-------- QUOTED PASSAGE --------

Then they uttered the soul stirring words, “Why sit we here until we die?”
They said if we sit here we will die, if we did manage to get back into the city we would still die of starvation, and if we go into the enemy’s camp they will probably kill us because we’re the enemy and we’re leprous.
Either way we’re still going to die, but if we go to the Syrians they might just take us prisoner and at least feed us before they kill us.
So they decided to take a chance.
Although this group of four leprous men, diseased, cast out, the lowest of the low, despised and rejected by all and were considered “nobodies” by everyone else, were each one recognized as a “somebody” in the eyes of God.
God had His eyes upon them.
The Bible says that at the very same time the four lepers rose up to go into the camp of the Syrians, in the twilight, God caused the Syrians to imagine hearing the sound of horses and chariots coming against them and they fled.
They fled leaving all of their supplies, food, and treasures behind them.
The lepers found the camp deserted and eventually returned to the city and told the King. The people of Samaria came out and spoiled the camp of the Syrians and all of Elisha’s prophecies were fulfilled.
The man who mocked Elisha was appointed keeper of the gate but the people trampled upon him and he died. He saw the abundance of food but he never tasted it.
The Lord had a miracle waiting, but He was looking for someone who was willing to go and do something about their situation. He found what He was looking for in the four leprous men.
He found that they were willing.
The Bible says,
“If ye be willing and obedient, ye shall eat the good of the land:” (Isa. 1:19)
He found that they were willing to try.
The Bible says,
“O taste and see that the LORD is good: blessed is the man that trusteth in him.” (Psalm 34:8)

--------

TASK BRIEF → In the passage about the four lepers, write out the part that opens with "They said if" and closes with "they kill us.", swapping "starvation" for "hunger".

-------- RECORD EXTRACTS --------

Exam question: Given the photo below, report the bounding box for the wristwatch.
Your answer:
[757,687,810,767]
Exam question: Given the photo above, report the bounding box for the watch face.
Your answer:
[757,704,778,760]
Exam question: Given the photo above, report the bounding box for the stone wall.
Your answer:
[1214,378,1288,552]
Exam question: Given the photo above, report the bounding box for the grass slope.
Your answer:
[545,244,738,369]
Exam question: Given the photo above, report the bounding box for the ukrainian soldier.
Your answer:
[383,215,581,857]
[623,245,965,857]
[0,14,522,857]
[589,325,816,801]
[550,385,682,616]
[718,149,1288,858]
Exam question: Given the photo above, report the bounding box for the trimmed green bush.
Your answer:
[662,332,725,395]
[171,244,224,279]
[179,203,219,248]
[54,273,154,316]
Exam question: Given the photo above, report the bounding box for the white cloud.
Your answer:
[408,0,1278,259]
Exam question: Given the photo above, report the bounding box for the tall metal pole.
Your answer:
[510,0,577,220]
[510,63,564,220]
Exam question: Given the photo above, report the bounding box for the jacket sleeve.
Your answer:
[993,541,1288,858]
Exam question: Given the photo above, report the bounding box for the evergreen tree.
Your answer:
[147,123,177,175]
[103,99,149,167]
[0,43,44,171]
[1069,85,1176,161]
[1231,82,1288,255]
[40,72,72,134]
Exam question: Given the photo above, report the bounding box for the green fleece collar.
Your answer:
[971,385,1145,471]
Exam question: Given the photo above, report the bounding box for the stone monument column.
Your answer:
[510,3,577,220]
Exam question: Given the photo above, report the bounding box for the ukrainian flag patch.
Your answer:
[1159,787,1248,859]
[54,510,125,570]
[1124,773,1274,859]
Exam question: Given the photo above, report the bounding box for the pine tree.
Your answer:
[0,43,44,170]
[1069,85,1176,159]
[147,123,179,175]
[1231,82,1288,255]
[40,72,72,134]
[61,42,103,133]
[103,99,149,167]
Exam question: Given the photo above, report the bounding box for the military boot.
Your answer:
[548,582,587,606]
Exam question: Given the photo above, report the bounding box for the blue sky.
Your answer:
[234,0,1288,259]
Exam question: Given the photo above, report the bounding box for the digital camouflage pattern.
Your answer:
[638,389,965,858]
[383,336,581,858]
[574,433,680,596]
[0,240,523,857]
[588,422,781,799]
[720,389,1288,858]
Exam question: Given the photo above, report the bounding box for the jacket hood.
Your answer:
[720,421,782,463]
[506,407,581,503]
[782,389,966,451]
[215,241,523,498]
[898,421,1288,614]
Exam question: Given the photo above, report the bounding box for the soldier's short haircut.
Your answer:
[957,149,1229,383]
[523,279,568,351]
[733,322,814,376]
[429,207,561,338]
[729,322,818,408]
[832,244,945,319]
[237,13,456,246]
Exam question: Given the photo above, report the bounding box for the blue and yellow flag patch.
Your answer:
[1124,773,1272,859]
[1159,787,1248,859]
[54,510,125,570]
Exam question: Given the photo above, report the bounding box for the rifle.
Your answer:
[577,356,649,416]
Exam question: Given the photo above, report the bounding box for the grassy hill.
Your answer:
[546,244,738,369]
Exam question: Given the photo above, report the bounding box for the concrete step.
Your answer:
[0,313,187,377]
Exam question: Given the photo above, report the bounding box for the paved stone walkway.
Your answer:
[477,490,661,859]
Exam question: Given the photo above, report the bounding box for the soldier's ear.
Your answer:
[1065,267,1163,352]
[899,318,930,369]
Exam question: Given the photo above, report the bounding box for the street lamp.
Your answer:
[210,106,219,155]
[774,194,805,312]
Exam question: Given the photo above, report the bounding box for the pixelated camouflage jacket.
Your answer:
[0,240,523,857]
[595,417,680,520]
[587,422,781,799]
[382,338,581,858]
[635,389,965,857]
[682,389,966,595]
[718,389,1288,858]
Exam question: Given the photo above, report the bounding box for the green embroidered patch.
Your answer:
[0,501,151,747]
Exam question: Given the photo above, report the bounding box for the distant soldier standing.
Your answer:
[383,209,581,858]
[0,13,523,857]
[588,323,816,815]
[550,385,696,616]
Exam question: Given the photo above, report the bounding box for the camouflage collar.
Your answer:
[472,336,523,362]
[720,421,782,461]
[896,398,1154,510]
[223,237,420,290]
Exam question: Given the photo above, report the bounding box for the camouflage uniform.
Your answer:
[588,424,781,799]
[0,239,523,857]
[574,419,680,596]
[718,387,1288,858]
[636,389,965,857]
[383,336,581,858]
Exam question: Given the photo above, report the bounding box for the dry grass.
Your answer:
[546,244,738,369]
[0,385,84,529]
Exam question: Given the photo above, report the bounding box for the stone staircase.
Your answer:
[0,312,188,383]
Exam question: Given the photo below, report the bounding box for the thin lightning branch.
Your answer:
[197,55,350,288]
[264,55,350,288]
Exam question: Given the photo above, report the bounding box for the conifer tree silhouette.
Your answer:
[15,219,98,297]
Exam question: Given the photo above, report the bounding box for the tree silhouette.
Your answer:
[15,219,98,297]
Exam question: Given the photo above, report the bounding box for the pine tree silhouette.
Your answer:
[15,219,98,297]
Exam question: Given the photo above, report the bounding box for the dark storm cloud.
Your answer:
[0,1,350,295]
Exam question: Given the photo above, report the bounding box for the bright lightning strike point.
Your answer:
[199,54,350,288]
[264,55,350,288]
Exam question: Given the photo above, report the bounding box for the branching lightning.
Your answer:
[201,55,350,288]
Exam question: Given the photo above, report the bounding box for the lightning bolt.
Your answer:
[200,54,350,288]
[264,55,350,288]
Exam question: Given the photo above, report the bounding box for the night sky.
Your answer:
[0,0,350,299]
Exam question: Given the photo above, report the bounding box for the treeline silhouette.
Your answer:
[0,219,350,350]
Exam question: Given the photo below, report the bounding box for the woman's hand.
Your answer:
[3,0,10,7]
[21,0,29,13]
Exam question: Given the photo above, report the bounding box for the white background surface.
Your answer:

--------

RESPONSE FOR THIS EXERCISE →
They said if we sit here we will die, if we did manage to get back into the city we would still die of hunger, and if we go into the enemy’s camp they will probably kill us because we’re the enemy and we’re leprous.
Either way we’re still going to die, but if we go to the Syrians they might just take us prisoner and at least feed us before they kill us.